Instructions for the task: Present the following data again exactly as it is shown.

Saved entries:
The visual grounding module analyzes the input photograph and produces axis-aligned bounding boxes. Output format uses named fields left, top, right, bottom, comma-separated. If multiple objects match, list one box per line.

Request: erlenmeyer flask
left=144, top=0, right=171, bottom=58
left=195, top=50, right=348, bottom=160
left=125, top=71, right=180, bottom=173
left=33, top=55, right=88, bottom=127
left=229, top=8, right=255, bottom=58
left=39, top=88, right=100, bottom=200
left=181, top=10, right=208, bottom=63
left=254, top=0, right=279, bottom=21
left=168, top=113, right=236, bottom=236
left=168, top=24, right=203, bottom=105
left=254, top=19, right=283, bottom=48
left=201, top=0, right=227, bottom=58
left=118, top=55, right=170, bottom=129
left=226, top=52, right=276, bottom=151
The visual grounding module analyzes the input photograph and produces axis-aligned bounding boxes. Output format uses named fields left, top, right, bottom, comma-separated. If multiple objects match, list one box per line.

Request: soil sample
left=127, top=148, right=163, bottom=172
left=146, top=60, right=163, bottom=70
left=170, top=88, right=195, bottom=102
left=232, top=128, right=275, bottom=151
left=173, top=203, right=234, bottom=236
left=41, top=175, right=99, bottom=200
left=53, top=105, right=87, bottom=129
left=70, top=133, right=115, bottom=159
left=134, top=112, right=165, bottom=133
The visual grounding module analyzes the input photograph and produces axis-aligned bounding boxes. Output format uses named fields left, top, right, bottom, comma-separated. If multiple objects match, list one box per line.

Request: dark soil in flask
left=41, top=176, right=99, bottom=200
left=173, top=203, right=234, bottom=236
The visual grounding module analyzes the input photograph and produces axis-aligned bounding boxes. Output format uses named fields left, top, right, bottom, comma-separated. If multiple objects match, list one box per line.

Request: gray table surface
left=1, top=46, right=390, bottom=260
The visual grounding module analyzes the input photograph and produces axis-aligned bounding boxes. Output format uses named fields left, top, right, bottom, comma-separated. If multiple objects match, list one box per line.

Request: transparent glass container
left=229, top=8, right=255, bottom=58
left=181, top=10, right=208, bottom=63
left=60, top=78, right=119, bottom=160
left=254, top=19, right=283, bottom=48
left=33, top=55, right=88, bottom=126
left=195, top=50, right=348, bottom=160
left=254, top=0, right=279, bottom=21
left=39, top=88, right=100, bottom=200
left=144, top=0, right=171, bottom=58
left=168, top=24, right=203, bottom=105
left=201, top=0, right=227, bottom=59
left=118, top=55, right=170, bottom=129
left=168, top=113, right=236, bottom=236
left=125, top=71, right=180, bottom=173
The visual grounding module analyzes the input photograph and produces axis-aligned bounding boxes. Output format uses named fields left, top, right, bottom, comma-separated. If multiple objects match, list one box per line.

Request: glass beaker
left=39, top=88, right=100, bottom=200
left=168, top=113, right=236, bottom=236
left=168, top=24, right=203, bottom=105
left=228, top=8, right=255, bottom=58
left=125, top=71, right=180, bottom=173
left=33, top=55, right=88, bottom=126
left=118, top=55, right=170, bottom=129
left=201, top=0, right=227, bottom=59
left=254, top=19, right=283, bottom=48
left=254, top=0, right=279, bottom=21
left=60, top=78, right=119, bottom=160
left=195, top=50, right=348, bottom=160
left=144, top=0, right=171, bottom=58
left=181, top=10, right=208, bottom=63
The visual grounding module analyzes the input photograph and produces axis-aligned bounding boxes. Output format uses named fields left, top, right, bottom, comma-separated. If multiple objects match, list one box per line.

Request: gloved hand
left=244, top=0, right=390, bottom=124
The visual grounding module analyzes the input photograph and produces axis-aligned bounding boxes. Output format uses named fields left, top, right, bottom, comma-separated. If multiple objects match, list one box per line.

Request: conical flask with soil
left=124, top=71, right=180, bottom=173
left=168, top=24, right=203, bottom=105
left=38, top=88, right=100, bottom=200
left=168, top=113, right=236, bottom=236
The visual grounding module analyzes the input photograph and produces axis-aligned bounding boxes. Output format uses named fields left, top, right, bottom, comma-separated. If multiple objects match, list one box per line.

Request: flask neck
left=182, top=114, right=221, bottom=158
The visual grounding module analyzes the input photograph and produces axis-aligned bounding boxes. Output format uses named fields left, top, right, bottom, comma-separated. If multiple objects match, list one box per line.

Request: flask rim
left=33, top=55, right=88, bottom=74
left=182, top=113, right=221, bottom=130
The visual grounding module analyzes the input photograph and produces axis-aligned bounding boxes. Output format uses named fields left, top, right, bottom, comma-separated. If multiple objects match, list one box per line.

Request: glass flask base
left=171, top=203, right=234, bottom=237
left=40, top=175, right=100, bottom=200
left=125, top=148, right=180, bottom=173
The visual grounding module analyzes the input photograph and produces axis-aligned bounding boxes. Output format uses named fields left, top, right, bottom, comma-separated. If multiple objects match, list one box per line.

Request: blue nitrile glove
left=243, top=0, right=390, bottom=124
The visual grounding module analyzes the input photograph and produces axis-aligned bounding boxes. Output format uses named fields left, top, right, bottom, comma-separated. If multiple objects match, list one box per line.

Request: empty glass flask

Your solution:
The visual grounding module analyzes the input photograph and produces axis-aligned bounding boxes. Output format uses named fields left, top, right, bottom, comma-separated. If multiple objects match, list one box per line.

Request: erlenmeyer flask
left=144, top=0, right=171, bottom=58
left=195, top=50, right=348, bottom=160
left=125, top=71, right=180, bottom=173
left=33, top=55, right=88, bottom=127
left=229, top=8, right=255, bottom=58
left=39, top=88, right=100, bottom=200
left=181, top=10, right=208, bottom=63
left=254, top=0, right=279, bottom=21
left=168, top=113, right=236, bottom=236
left=168, top=24, right=203, bottom=105
left=254, top=19, right=283, bottom=48
left=201, top=0, right=227, bottom=58
left=118, top=55, right=170, bottom=129
left=226, top=52, right=276, bottom=151
The visual grounding module analyzes the input photograph and produces axis-aligned bounding boxes. Output format uses named fields left, top, right, bottom, comma-separated. If multiple objects match, list one box per line.

Request: soil sample
left=127, top=148, right=163, bottom=172
left=146, top=60, right=163, bottom=70
left=170, top=88, right=195, bottom=102
left=232, top=128, right=275, bottom=151
left=173, top=203, right=234, bottom=236
left=41, top=175, right=99, bottom=200
left=53, top=105, right=87, bottom=129
left=70, top=133, right=115, bottom=159
left=134, top=112, right=165, bottom=133
The visual grounding module analyzes the input photograph and produces axis-aligned bounding boxes. Output format uses named fields left, top, right, bottom, comma-separated. If multiple objects match, list one box per line.

Request: dark soil in flask
left=41, top=176, right=99, bottom=200
left=173, top=203, right=234, bottom=236
The visual grounding module analyzes the input photograph and produces axis-aligned bounding boxes. Output format uses named fields left, top, right, bottom, comma-separated. If multiple objects match, list one box per line.

Request: gray table surface
left=1, top=46, right=390, bottom=260
The visual grounding module analyzes the input photograph and produces axis-aligned bounding boxes. Output format uses named fields left, top, right, bottom, comma-separated. If multiple objects match, list one box per line.

Request: transparent glass container
left=229, top=8, right=255, bottom=58
left=181, top=10, right=208, bottom=63
left=60, top=78, right=119, bottom=160
left=254, top=19, right=283, bottom=48
left=33, top=55, right=88, bottom=126
left=195, top=50, right=348, bottom=160
left=254, top=0, right=279, bottom=21
left=39, top=88, right=100, bottom=200
left=144, top=0, right=171, bottom=58
left=168, top=24, right=203, bottom=105
left=201, top=0, right=227, bottom=59
left=118, top=55, right=170, bottom=129
left=168, top=113, right=236, bottom=236
left=125, top=71, right=180, bottom=173
The visual grounding module analyzes the input photograph and produces axis-aligned bounding boxes. Output format uses named fields left, top, right, bottom, comma-separated. If multiple objects match, list one box per line.

Request: glass beaker
left=39, top=88, right=100, bottom=200
left=168, top=113, right=236, bottom=236
left=168, top=24, right=203, bottom=105
left=228, top=8, right=255, bottom=58
left=125, top=71, right=180, bottom=173
left=33, top=55, right=88, bottom=126
left=118, top=55, right=170, bottom=129
left=201, top=0, right=227, bottom=59
left=254, top=19, right=283, bottom=48
left=254, top=0, right=279, bottom=21
left=60, top=78, right=119, bottom=160
left=195, top=50, right=348, bottom=160
left=144, top=0, right=171, bottom=58
left=181, top=10, right=208, bottom=63
The visual grounding module analyzes the input photograph and produces axis-aligned bounding boxes. Output format uses named fields left, top, right, bottom, comma-separated. If multiple objects match, list one box per line.

Request: gloved hand
left=244, top=0, right=390, bottom=124
The visual grounding module analyzes the input photograph and produces axis-aligned bounding boxes. Output format uses named fields left, top, right, bottom, comma-separated. If multiple objects match, list one box per line.

Request: conical flask with soil
left=124, top=71, right=180, bottom=173
left=168, top=24, right=203, bottom=105
left=38, top=88, right=100, bottom=200
left=168, top=113, right=236, bottom=236
The visual grounding module analyzes the input photograph and produces axis-aligned bounding boxes. Output format uses named fields left, top, right, bottom, comma-separated. If multiple objects match, list one box per line.

Request: flask neck
left=182, top=114, right=221, bottom=158
The visual grounding module analyzes the input photograph and produces axis-aligned bounding boxes. Output format uses named fields left, top, right, bottom, comma-separated. If multiple objects match, list one box per line.

Request: flask rim
left=33, top=55, right=88, bottom=74
left=182, top=113, right=221, bottom=130
The visual grounding module analyzes the input photograph and produces axis-aligned bounding boxes. Output format uses named fields left, top, right, bottom, comma-separated. If multiple objects match, list one box per line.

Request: glass flask base
left=171, top=203, right=234, bottom=237
left=40, top=175, right=100, bottom=200
left=125, top=148, right=180, bottom=173
The visual grounding module analyzes the input photograph and produces axis-aligned bounding boxes. Output format uses named fields left, top, right, bottom, comma-separated. If multiple objects match, list one box per line.

Request: blue nitrile glove
left=243, top=0, right=390, bottom=124
The visual grounding module analyzes the input photograph and produces axis-aligned bounding boxes. Output format uses named fields left, top, right, bottom, comma-separated. If multiple objects match, list one box per line.

Request: empty glass flask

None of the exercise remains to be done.